PROBLEM TO WORK ON =
Rewrite the records below, changing each occurrence of "grab gesture" to "pinch gesture" and leaving everything else unchanged.

STORED RECORDS =
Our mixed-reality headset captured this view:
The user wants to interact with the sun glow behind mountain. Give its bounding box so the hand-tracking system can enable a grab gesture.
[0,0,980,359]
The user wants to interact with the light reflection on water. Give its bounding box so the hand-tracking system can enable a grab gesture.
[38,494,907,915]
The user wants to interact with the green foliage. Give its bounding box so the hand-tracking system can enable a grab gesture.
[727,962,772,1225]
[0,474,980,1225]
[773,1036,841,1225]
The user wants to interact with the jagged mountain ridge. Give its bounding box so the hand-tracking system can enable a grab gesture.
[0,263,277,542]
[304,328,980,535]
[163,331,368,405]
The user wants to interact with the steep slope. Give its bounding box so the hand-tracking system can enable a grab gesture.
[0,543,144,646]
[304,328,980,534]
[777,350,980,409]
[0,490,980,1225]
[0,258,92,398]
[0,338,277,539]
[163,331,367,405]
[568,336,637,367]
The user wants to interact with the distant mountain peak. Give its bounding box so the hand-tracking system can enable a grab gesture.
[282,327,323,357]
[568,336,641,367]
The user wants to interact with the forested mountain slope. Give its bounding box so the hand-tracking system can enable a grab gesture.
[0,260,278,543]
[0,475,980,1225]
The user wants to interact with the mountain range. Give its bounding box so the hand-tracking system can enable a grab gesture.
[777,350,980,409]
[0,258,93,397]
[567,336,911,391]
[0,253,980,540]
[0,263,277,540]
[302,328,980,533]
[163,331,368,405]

WRITTEN SOLUTION =
Our mixed-reality headset captured this view:
The user wants to interact with the sun glow behind mountain. Give its bounding box so the hand-tracking system can enable a pinch gesture.
[0,0,980,359]
The user wants to interact with the light reflection on water. Give its bounding box so the hand-tracking system can enable a pinch gesture.
[38,494,907,915]
The user wants to interact with the green foliage. Give its bounding box so the hand-tracking system can enable a pinch gesture.
[727,962,772,1225]
[0,474,980,1225]
[773,1036,841,1225]
The user wants to interact with the jagged mountain ridge. Give its bounding box so the hand-tracking system can enable a pinch gesture.
[0,263,277,542]
[304,328,980,535]
[163,331,368,405]
The user wants to interact with the steep slope. Give its bounding box so the hand-tracking system can enable a pinch gesture.
[0,543,144,646]
[304,328,980,534]
[777,350,980,409]
[0,490,980,1225]
[0,258,92,398]
[0,338,277,539]
[163,331,367,405]
[568,336,637,367]
The user wants to interact with the distant mountain peak. Give its bounding box so the hand-tracking system can enable a pinch gesture.
[282,327,323,357]
[568,336,641,367]
The user wants to interact with the forested mountain slope. Give its bounding box so the hand-tracking system can enable a pinch gesture.
[0,260,278,543]
[0,475,980,1225]
The user wants to interact with the mountain range. Give its bounding box so the hand-tracking system can enable a pinch gesture.
[777,350,980,409]
[0,258,93,397]
[567,336,911,391]
[0,253,980,540]
[0,263,277,540]
[302,328,980,533]
[163,331,368,405]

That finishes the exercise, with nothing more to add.